(Coordinate annotation records)
┄┄┄┄┄┄┄┄┄┄

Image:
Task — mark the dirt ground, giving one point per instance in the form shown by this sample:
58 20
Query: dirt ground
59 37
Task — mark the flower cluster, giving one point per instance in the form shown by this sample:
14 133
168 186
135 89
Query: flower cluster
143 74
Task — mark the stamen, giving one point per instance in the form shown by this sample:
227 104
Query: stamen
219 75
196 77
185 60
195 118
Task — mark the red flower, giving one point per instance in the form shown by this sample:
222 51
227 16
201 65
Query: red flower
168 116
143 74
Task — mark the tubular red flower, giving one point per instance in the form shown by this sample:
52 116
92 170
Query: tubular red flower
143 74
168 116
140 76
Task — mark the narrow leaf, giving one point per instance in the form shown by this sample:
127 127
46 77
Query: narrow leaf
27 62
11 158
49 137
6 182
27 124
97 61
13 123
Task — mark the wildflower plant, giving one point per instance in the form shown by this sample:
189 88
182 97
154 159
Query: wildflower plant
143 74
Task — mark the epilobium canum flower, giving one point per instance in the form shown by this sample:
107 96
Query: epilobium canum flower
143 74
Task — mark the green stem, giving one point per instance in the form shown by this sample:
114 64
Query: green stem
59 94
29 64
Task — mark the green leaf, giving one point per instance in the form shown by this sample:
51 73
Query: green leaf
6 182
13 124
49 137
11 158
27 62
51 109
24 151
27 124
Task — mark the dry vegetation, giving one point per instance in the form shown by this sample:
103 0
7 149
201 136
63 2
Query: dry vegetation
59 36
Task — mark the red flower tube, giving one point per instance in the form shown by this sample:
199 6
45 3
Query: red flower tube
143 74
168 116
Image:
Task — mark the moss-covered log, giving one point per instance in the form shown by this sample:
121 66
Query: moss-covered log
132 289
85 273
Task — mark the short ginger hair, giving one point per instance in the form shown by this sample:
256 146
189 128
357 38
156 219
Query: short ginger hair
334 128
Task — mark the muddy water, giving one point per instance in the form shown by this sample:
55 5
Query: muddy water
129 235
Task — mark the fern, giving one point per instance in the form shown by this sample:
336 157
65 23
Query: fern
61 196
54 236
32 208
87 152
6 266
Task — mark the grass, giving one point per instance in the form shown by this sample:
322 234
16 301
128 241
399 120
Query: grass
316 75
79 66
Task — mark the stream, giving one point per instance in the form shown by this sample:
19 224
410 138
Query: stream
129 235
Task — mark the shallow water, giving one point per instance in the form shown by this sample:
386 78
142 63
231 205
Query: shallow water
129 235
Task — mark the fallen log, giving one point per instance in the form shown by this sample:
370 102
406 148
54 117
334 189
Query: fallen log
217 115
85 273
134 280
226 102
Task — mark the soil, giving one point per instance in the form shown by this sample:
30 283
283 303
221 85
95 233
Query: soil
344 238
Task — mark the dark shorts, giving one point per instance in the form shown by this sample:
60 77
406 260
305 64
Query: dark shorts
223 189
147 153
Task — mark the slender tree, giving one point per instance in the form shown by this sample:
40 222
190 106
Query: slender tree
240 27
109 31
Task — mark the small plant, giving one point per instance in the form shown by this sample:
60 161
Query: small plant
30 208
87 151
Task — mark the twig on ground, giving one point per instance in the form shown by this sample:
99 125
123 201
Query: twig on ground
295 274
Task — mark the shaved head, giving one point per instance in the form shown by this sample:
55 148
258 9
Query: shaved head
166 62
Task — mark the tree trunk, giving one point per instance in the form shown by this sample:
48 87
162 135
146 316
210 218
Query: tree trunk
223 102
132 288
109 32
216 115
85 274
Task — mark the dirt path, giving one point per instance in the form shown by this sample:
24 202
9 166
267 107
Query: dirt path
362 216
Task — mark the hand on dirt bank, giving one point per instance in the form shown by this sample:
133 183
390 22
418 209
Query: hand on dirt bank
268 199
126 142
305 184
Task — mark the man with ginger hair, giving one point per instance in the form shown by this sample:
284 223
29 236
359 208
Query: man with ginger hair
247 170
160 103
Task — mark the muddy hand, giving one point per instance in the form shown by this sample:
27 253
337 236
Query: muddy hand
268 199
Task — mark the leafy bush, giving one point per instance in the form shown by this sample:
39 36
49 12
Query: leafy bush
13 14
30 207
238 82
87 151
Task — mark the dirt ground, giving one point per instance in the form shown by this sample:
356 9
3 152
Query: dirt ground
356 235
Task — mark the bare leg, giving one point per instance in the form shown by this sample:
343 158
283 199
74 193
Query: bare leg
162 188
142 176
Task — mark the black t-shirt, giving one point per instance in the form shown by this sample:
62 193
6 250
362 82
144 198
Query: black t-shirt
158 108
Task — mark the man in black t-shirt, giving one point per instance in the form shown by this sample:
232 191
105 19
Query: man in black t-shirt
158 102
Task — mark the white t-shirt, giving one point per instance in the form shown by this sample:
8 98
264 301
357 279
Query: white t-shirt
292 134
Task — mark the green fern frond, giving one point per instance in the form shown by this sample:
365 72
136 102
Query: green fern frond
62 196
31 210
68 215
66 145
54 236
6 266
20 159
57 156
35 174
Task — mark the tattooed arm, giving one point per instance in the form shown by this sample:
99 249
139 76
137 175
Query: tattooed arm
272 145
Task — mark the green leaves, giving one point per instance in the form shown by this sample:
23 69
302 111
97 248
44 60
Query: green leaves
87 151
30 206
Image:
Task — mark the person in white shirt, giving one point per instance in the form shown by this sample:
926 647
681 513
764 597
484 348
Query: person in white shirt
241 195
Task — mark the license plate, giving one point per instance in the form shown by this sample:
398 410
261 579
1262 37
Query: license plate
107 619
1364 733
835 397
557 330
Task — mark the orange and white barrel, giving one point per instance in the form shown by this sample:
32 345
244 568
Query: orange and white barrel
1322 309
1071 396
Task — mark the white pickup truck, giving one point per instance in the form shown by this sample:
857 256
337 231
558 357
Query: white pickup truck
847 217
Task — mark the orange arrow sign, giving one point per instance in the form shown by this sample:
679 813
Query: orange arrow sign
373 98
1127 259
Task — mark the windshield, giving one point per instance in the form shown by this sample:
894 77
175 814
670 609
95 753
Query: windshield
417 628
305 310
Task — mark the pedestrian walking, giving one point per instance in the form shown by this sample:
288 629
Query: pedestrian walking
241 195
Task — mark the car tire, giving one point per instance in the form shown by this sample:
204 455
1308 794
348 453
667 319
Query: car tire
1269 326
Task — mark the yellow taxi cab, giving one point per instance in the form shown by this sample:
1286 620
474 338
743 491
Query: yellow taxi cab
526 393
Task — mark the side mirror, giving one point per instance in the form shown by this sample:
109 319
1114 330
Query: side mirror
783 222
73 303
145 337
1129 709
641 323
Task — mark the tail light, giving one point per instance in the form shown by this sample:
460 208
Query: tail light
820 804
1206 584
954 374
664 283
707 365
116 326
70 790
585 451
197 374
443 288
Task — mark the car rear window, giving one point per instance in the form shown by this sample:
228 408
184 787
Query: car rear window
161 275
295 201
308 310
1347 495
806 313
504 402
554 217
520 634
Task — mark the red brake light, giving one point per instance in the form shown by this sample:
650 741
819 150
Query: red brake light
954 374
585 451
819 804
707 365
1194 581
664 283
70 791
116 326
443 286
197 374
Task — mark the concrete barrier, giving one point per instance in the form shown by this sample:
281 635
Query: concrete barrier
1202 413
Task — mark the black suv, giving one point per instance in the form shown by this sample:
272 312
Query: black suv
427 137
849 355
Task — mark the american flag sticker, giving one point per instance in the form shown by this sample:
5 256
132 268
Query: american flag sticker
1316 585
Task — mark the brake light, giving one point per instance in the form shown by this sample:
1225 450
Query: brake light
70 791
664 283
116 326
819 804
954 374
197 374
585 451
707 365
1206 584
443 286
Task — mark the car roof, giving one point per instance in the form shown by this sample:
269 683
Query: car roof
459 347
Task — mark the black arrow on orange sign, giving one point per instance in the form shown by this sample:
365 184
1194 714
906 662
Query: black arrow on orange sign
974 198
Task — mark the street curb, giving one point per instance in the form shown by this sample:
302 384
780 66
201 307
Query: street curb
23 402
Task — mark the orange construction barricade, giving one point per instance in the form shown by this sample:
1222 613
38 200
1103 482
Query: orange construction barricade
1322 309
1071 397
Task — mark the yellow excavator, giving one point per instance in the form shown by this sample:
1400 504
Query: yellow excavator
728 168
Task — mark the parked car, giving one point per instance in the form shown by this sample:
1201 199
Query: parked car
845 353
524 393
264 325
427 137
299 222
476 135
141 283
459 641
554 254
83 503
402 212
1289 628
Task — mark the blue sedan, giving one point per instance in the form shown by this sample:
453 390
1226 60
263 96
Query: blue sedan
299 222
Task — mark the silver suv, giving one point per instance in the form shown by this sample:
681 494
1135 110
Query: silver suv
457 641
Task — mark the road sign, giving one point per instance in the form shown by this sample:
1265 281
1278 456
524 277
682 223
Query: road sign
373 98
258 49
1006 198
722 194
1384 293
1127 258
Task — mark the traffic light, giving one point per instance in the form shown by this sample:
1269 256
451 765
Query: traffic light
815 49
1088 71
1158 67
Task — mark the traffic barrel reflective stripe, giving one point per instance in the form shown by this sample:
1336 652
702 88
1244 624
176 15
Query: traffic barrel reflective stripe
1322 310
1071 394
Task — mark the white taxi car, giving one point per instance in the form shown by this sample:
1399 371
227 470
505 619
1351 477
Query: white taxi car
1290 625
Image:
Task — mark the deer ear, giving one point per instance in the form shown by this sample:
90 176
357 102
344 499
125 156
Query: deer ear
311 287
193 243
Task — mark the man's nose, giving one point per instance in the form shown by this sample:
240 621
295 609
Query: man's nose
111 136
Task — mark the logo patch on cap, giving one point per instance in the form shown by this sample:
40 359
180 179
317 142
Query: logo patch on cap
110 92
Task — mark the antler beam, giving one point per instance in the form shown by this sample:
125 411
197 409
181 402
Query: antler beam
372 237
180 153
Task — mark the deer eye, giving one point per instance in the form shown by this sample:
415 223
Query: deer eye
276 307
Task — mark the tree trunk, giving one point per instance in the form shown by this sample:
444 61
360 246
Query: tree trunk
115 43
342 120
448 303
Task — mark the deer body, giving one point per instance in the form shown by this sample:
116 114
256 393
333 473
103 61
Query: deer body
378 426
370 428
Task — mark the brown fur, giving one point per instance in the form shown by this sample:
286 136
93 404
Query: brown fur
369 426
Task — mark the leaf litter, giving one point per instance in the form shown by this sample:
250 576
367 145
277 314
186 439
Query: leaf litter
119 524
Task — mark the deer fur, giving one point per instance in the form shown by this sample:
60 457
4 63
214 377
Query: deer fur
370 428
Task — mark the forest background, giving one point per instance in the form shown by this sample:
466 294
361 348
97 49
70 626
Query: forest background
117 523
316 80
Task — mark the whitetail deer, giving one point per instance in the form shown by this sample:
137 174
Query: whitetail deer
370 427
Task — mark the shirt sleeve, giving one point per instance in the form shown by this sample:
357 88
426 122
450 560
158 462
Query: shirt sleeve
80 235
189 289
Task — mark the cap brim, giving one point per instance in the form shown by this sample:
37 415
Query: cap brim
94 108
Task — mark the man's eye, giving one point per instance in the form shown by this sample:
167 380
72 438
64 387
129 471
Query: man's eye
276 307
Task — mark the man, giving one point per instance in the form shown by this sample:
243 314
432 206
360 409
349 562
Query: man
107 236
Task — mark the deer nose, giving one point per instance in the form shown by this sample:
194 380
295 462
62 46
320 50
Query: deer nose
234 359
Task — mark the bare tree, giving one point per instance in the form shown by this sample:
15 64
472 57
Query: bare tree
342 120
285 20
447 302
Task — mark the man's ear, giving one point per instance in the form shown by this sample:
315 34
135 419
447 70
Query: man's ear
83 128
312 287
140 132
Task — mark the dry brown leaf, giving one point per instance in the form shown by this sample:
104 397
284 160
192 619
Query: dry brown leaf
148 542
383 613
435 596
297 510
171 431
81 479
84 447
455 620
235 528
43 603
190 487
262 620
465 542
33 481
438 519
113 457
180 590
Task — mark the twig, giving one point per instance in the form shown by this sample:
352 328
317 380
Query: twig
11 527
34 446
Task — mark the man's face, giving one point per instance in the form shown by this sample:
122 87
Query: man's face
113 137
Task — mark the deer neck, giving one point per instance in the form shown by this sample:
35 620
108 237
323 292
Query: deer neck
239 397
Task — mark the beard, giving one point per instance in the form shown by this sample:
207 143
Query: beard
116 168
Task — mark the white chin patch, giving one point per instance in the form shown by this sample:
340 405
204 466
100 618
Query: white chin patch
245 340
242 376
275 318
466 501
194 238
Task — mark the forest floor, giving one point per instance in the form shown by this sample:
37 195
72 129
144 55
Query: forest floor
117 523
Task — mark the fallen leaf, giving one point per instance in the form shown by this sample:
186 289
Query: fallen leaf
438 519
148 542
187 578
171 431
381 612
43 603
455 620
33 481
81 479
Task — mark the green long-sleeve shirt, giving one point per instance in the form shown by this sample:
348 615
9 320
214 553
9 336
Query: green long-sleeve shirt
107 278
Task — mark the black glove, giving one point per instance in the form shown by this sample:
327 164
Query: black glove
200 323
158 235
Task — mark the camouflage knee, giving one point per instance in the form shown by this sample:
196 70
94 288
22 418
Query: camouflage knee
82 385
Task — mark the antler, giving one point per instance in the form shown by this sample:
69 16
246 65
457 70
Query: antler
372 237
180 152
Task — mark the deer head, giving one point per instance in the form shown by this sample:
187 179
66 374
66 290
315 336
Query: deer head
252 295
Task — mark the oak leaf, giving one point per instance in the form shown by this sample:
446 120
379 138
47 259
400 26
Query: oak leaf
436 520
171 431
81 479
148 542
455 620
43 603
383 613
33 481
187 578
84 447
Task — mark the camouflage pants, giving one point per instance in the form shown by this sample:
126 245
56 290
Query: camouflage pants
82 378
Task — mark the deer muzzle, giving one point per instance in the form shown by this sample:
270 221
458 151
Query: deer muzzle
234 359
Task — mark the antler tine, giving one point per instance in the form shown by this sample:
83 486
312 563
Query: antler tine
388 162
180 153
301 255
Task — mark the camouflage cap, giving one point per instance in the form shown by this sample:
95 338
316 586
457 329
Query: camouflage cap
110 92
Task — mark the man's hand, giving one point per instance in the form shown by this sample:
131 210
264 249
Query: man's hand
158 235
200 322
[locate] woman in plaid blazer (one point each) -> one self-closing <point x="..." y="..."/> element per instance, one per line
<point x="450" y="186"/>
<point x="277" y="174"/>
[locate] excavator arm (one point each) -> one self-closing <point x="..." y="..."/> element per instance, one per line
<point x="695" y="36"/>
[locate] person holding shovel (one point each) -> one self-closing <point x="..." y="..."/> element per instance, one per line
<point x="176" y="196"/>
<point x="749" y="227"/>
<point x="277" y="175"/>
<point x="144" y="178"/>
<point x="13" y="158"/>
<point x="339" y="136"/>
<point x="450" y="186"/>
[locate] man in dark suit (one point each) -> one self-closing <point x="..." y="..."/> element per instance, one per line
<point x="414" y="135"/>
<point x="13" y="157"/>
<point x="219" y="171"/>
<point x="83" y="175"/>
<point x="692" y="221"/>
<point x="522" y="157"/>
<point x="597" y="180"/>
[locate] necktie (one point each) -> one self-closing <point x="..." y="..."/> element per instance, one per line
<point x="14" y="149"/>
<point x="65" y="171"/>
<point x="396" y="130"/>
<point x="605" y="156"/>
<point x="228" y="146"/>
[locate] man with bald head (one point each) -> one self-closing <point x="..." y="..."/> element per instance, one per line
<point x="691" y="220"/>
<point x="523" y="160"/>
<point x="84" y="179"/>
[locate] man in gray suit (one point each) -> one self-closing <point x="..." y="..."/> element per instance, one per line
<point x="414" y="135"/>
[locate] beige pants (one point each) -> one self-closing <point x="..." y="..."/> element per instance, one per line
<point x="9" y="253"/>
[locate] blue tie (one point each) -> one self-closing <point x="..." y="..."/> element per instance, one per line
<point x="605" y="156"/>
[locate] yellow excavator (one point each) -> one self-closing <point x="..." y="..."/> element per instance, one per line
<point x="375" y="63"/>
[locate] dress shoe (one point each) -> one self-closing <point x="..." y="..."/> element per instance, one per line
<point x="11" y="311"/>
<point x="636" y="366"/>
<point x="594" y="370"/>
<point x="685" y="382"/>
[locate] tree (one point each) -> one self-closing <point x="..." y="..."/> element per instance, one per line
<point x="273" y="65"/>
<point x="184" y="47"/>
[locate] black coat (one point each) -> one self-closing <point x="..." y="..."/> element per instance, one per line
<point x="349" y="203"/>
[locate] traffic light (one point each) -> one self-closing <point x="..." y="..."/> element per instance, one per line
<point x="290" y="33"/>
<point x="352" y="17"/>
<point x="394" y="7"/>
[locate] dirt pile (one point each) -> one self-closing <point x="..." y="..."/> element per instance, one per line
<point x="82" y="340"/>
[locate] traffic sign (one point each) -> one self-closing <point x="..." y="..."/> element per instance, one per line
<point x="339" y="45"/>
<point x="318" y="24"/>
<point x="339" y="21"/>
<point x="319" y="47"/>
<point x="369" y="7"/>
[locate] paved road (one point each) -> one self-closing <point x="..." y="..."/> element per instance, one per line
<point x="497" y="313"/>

┄┄┄┄┄┄┄┄┄┄

- **THE PROBLEM**:
Each line from the one containing "[locate] dirt pile" to the final line of the entries above must be returned exactly, and no other line may appear.

- **FINAL RESULT**:
[locate] dirt pile (one point each) -> one self-closing <point x="..." y="..."/> element per instance, one per line
<point x="82" y="340"/>
[locate] traffic sign (one point each) -> one self-closing <point x="..." y="..."/> element per instance, one per line
<point x="339" y="45"/>
<point x="318" y="24"/>
<point x="339" y="21"/>
<point x="319" y="47"/>
<point x="369" y="7"/>
[locate] paved road (one point each) -> one self-closing <point x="..." y="..."/> element per instance, one per line
<point x="497" y="313"/>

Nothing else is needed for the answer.